| INSTRUÇÃO 1 |
Responda com base no texto sobre o álbum Bitches Brew:
(a) Em que data o álbum foi lançado nos EUA?
(b) Quantos anos tinha Dave Holland quando Miles Davis o viu tocando em Londres?
(c) Que palavra apareceu pela primeira vez na capa de um disco nos EUA?
| INSTRUÇÃO 2 |
No texto sobre o álbum Bitches Brew, transforme em uma lista curta o parágrafo que começa com "Miles Davis tinha o dom", mantendo os fatos principais.

| ARTIGO |
____

Esta foi a semente do álbum Bitches Brew que está completando meio século (foi lançado nos EUA em 30 de março de 1970). Com uma espécie de teste com o disco de 1969, In A Silent Way. Como aconteceu em décadas anteriores, Miles Davis voltava a ser tendência. Criou uma nova sonoridade, empregando 14 músicos (incluindo Airto Moreira, em uma faixa). Com a nova música, a nova banda, ele conseguiu a antipatia de quase todos os críticos de jazz que, até então o endeusavam, e atraiu a atenção da leva de críticos surgida com as proliferação de revistas dedicada ao rock e à contracultura. Ele deixou de tocar em para poucos em clubes pequenos de jazz, para participar de festivais de rock pra milhares de pessoas.

Miles Davis tinha o dom de escolher para tocar com ele. Quase todos se tornaram estrelas de brilho próprio depois que saíram de sua banda. O baixista inglês Dave Holland tinha 21, quando Miles Davis o viu tocando no Ronnie’s Scott, em Londres. Ron Carter, baixista que tocou alguns anos com ele, estava deixando o grupo. Ele procurava um substituto, o encontrou em Holland. O convite foi feito ali mesmo no clube. O inglês demorou a acreditar, mas dias depois estava em Nova Iorque.

Wayne Shorter, Chick Corea, Joe Zawinul, John McLaughlin and Dave Holland, Jack DeJohnette. Larry Young, Harvey Brooks, Lenny White, Jim Riley, também conhecido por Jumma Santos, Bennie Maupin, e Airto Moreira (numa única faixa), os músicos que participaram de Bitches Brew. cujas ousadias já começavam pelo título. Bitches (“putas”, pode ter também um significado positivo, no caso “putas músicos”, grosso modo, “Putas músicas trabalhando”. Brew como verbo tem vários sentidos, um deles fabricar cerveja. Foi a primeira vez que “bitch” apareceu na capa de um de disco, nos EUA.

____

| DADOS FORNECIDOS |
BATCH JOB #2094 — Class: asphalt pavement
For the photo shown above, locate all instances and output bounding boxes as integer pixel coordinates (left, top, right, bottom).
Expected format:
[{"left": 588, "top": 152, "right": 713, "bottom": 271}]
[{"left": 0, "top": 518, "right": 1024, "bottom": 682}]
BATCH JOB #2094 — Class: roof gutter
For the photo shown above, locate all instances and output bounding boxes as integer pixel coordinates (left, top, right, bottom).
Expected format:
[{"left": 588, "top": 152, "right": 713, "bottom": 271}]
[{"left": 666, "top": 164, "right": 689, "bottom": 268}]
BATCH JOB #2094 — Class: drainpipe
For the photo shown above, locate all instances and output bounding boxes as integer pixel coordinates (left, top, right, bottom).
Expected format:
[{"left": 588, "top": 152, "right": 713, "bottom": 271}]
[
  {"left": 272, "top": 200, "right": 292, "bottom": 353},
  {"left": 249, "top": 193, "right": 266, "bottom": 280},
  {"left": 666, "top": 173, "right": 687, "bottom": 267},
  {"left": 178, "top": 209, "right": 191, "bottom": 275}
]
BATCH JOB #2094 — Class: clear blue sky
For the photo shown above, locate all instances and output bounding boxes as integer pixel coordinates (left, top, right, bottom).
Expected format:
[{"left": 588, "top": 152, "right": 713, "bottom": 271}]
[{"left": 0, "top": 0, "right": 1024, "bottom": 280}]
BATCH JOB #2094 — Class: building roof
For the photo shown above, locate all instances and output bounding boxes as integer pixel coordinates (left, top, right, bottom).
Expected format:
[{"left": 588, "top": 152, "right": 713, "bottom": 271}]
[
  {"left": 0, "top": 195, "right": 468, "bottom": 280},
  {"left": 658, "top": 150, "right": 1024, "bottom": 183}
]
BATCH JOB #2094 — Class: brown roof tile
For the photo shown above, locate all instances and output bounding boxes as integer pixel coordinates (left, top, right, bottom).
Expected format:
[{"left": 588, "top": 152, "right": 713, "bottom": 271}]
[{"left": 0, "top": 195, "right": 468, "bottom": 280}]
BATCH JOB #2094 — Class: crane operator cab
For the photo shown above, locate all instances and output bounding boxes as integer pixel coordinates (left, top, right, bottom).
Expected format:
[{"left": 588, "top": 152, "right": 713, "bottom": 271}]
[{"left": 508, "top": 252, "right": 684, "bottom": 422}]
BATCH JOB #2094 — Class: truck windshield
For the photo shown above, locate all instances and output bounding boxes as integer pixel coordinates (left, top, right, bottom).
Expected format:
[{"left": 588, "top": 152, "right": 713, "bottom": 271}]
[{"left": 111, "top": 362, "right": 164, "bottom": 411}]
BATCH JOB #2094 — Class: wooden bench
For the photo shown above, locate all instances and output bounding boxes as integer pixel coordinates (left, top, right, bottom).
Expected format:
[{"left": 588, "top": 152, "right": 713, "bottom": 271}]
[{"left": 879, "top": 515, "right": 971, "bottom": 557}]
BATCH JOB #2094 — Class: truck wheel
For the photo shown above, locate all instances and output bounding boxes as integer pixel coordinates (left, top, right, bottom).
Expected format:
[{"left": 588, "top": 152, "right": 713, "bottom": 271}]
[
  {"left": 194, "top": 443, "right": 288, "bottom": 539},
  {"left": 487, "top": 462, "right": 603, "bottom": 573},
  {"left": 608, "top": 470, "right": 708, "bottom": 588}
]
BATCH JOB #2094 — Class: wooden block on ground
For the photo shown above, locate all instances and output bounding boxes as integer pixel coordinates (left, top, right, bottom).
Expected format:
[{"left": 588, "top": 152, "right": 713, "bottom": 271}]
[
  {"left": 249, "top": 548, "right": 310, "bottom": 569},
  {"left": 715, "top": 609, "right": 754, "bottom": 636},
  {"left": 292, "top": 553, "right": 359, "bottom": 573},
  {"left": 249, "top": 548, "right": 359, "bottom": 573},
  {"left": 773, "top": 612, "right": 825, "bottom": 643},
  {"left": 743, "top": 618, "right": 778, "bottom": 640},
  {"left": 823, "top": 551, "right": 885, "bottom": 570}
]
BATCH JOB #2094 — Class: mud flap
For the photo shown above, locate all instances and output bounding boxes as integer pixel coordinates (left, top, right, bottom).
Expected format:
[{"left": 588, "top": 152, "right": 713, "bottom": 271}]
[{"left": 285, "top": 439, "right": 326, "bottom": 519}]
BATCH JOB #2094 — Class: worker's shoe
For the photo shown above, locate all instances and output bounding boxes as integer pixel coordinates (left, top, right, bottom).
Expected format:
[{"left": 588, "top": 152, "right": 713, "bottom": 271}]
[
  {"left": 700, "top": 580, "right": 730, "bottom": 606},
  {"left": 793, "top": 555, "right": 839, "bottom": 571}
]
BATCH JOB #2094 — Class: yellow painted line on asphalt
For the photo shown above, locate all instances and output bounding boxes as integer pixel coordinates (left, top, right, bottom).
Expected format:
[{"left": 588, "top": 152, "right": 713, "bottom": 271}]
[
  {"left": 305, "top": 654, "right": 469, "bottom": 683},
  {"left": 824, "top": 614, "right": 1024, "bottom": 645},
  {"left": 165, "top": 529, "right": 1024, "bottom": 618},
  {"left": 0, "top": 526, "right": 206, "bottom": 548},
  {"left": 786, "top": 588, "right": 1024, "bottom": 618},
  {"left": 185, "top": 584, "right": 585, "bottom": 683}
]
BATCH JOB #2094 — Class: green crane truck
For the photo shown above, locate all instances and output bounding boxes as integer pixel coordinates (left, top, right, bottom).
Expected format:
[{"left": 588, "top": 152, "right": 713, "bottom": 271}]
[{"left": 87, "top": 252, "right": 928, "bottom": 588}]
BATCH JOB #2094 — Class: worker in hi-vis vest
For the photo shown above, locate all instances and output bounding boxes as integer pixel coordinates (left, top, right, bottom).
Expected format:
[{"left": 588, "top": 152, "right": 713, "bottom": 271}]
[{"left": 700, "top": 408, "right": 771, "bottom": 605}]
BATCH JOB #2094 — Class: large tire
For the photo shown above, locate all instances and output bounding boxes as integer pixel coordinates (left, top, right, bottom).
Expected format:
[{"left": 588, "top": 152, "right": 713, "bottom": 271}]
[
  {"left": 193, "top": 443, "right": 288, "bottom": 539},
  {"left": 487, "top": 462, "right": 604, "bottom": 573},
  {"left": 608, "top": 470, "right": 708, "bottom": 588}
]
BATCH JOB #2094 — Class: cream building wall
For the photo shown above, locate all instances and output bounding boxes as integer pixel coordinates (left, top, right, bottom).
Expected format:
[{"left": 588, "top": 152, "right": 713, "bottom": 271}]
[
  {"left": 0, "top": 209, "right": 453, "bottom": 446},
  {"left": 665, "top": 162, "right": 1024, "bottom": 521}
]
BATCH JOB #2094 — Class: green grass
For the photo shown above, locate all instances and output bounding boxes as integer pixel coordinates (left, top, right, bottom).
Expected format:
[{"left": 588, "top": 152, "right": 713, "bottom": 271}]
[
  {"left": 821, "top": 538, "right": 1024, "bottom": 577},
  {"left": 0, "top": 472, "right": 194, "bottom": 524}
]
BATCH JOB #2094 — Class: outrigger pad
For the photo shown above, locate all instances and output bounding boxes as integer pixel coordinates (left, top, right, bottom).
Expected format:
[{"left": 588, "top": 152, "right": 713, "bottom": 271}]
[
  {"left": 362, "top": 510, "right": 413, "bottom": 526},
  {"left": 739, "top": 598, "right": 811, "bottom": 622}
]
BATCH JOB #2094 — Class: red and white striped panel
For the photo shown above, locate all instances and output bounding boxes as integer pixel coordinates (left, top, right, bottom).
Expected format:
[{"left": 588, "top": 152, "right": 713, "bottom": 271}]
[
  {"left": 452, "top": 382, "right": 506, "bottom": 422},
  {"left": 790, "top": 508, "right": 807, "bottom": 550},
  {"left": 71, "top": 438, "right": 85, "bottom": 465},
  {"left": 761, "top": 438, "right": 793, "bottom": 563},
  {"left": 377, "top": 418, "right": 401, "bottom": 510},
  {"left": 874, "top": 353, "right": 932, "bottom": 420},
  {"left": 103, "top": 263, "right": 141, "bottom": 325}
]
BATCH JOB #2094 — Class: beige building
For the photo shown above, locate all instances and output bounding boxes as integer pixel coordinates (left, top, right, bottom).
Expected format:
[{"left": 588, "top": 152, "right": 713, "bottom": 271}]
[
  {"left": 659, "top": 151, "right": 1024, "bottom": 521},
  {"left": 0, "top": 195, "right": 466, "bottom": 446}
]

____

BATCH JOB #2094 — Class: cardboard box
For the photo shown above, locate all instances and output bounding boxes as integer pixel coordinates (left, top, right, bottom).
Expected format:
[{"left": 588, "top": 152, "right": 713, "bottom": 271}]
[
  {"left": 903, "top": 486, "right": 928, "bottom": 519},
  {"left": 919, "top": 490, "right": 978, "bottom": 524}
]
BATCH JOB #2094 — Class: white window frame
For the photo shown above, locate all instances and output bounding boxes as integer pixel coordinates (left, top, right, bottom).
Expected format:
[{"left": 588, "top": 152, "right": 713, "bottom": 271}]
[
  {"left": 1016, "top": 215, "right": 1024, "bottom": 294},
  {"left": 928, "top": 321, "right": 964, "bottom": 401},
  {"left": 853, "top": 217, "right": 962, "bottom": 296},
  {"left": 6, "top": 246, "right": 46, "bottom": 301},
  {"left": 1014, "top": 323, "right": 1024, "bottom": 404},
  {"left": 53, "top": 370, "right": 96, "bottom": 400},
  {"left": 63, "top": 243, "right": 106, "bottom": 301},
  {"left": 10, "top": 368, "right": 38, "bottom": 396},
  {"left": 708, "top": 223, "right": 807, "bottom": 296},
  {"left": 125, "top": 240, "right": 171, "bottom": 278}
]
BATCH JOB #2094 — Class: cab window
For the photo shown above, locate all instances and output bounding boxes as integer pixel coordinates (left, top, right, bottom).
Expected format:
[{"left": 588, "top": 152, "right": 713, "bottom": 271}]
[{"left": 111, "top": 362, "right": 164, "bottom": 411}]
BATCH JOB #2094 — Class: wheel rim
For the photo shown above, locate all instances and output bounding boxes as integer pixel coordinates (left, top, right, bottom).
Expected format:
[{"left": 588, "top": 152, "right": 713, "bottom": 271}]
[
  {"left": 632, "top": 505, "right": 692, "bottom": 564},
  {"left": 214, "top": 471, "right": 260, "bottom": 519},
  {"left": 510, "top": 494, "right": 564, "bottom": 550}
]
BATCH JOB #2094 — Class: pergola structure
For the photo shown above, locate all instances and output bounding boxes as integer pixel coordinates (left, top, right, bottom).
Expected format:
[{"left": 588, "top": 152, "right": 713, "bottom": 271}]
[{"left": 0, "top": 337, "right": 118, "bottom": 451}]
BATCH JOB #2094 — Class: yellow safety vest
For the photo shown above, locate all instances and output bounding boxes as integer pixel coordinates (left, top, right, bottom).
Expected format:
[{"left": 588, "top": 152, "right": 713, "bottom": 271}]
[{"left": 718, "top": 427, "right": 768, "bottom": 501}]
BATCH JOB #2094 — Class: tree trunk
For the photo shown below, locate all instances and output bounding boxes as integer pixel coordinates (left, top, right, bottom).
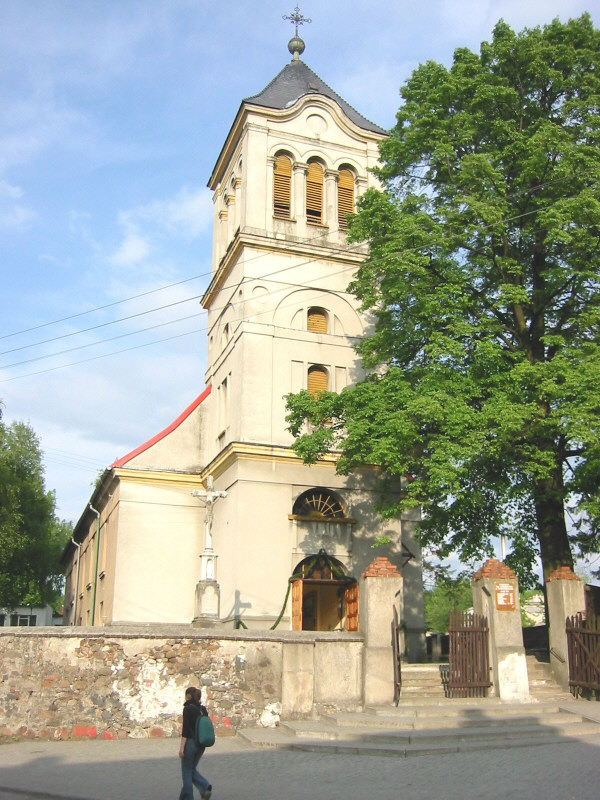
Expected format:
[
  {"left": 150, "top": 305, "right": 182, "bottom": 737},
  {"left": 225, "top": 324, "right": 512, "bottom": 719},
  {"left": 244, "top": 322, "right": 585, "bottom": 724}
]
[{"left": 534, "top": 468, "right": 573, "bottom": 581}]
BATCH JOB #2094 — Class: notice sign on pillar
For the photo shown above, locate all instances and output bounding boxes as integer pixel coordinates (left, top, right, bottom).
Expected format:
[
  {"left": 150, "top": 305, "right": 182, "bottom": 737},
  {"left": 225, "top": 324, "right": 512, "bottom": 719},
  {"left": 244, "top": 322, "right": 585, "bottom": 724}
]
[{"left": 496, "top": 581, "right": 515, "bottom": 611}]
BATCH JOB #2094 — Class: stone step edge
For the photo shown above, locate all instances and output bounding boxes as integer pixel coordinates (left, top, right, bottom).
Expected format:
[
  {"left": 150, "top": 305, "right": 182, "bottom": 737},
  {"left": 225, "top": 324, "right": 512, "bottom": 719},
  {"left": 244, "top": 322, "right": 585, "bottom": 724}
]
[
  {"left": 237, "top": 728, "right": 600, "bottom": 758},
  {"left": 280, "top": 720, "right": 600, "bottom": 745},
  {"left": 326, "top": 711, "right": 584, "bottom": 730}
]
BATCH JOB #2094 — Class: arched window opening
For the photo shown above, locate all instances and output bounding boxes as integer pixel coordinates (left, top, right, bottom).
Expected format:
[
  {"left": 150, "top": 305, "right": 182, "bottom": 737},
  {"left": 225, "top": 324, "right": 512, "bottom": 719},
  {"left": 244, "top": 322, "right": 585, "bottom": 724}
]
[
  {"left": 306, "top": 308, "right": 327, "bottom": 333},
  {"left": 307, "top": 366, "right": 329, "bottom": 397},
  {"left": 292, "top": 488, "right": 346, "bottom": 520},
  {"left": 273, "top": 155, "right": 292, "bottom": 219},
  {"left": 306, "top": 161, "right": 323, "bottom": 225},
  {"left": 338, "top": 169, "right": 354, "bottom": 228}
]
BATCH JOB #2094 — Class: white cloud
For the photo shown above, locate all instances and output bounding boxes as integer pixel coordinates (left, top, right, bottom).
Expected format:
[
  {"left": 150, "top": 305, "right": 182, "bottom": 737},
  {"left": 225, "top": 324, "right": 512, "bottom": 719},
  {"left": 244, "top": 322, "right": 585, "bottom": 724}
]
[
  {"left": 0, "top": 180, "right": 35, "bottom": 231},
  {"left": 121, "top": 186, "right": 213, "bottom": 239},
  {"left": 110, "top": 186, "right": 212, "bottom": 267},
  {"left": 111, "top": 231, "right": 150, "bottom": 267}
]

____

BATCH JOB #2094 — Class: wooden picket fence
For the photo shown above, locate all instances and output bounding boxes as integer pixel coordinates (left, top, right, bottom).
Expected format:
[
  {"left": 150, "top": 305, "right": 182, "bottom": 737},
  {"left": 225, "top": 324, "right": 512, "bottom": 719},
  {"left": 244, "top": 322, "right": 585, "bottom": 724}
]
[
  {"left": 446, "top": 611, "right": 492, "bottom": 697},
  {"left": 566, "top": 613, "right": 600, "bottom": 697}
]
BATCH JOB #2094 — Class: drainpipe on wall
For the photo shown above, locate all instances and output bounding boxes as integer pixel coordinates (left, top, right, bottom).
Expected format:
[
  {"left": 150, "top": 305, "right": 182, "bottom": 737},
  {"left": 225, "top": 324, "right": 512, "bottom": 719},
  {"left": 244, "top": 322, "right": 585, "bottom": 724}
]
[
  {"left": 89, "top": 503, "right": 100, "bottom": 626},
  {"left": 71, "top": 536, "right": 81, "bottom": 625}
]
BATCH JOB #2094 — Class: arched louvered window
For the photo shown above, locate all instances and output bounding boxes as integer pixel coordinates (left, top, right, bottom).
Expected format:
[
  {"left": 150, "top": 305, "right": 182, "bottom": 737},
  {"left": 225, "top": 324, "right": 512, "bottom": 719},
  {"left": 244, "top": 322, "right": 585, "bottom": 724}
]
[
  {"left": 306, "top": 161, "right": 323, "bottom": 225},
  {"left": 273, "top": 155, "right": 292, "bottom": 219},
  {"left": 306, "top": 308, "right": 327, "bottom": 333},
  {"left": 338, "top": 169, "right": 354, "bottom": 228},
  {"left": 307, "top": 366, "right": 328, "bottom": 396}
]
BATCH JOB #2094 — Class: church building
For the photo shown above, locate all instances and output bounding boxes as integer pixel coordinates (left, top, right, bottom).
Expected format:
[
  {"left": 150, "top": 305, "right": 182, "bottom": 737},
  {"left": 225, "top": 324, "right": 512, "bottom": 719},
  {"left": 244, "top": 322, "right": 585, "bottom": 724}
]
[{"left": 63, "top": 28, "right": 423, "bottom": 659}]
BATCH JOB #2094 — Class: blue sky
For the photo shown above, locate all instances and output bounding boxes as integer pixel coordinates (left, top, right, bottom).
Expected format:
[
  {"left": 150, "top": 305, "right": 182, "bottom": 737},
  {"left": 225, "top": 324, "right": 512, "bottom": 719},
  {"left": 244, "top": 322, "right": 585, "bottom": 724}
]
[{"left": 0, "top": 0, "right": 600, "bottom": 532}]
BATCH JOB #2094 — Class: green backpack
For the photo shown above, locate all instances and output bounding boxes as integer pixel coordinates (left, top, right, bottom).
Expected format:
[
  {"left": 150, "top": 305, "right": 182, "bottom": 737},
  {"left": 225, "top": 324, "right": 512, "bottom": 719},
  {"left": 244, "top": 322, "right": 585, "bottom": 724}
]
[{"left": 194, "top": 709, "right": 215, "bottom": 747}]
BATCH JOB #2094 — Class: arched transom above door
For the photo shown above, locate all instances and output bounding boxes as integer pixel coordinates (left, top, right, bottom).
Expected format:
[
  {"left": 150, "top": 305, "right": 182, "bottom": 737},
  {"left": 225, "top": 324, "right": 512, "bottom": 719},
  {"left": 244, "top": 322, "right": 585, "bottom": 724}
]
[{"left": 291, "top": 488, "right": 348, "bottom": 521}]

____

| RESPOSTA 1 |
(a) Em 30 de março de 1970.
(b) Tinha 21 anos.
(c) A palavra "bitch".

| RESPOSTA 2 |
- Miles Davis sabia escolher quem tocaria com ele, e quase todos viraram estrelas depois de sair da banda.
- O baixista Ron Carter, que tocou alguns anos com ele, estava deixando o grupo, e Miles procurava um substituto.
- Ele encontrou esse substituto no baixista inglês Dave Holland, então com 21 anos, ao vê-lo tocando no Ronnie's Scott, em Londres.
- O convite foi feito ali mesmo, no clube. Holland demorou a acreditar, mas dias depois estava em Nova Iorque.